[Text for analysis]
The STOPeData app uses what the developers of Golem call the “stratégie du petit r”; that is, almost all the app’s data is stored in a big reactiveValues object in the main server function.
initialise_userData <- function() {
list(
ENTERED_BY = character(0),
# Standard validated data ----
# All userData and module_state$data data is stored in a tabular (tibble) format centrally, even for campaign and reference (which currently only have one row)
# This means we can use a consistent set of functions to check for presence (nrow(tibble) > 0), and not have any nasty surprises when we expect one and get the other
# Data entry modules
sitesData = initialise_sites_tibble(),
sitesDataValid = FALSE,
parametersData = initialise_parameters_tibble(),
parametersDataValid = FALSE,
compartmentsData = initialise_compartments_tibble(),
compartmentsDataValid = FALSE,
referenceData = initialise_references_tibble(),
referenceDataValid = FALSE,
campaignData = initialise_campaign_tibble(),
campaignDataValid = FALSE,
methodsData = initialise_methods_tibble(),
methodsDataValid = FALSE,
samplesData = initialise_samples_tibble(),
samplesDataValid = FALSE,
biotaData = initialise_biota_tibble(),
biotaDataValid = FALSE,
samplesDataWithBiota = tibble(NULL),
measurementsData = initialise_measurements_tibble(),
measurementsDataValid = FALSE,
# CREED Data
datasetDetails = tibble(NULL),
creedRelevance = initialise_CREED_data_tibble(),
creedReliability = initialise_CREED_data_tibble(),
creedScores = initialise_CREED_scores_tibble(),
creedReport = "",
# CREED reactive objects that just exist to trigger reactivity. Probably bad coding!
[/Text for analysis]
[Dataset]
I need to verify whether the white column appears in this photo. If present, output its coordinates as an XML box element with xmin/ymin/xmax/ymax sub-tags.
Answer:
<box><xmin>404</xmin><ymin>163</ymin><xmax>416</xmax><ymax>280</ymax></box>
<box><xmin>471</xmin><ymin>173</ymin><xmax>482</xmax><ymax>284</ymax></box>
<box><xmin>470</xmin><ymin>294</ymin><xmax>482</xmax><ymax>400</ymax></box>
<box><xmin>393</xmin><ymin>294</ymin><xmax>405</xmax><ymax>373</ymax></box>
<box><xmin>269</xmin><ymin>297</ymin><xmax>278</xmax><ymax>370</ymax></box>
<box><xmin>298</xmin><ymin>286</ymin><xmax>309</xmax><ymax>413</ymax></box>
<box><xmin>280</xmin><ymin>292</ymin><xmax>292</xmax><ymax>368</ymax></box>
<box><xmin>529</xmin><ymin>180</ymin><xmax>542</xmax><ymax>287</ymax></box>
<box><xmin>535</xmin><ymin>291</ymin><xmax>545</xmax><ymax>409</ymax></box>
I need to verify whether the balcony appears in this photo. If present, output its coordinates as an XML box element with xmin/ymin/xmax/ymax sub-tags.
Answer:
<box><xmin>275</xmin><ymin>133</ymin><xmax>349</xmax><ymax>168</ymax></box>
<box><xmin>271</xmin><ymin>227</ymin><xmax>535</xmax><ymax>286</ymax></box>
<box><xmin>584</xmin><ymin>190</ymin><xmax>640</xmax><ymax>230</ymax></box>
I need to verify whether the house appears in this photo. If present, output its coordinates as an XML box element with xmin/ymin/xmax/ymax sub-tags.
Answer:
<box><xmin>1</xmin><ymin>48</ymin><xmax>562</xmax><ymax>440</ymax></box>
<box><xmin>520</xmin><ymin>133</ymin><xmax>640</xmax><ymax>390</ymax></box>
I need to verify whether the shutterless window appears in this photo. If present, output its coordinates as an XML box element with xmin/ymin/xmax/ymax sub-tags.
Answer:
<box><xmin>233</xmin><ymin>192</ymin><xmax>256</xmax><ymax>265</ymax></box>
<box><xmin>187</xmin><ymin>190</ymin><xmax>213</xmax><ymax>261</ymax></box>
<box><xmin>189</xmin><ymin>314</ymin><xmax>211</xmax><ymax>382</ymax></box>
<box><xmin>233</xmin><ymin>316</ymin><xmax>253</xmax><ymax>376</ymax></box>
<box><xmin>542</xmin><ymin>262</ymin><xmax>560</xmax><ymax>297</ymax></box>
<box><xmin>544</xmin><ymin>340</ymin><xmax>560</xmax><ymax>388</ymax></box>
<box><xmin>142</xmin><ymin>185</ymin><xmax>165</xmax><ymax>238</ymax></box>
[/Dataset]
# Tasks for this exercise
(a) Summarize the text on the STOPeData app's data storage in two sentences.
(b) Transcribe the part of the STOPeData text between "The STOPeData app" and "main server function.", inclusive.
(c) Rewrite the paragraph of the STOPeData text that begins "The STOPeData app uses" in a shorter form that keeps its main facts.
The entries are separate material from the text on the STOPeData app's data storage.

# Answers to this exercise
(a) The STOPeData app keeps almost all of its data in one big reactiveValues object in the main server function, an approach the Golem developers call the "stratégie du petit r." Its initialise_userData function stores this data centrally as tibbles, even for campaign and reference data that currently have one row, so that a consistent set of functions can check for presence, and it sets up data for the data entry modules, most with a validity flag set to FALSE, along with CREED data.

(b)
The STOPeData app uses what the developers of Golem call the “stratégie du petit r”; that is, almost all the app’s data is stored in a big reactiveValues object in the main server function.

(c) Nearly all STOPeData app data sits in one large reactiveValues object in the main server function, which Golem's developers call the "stratégie du petit r."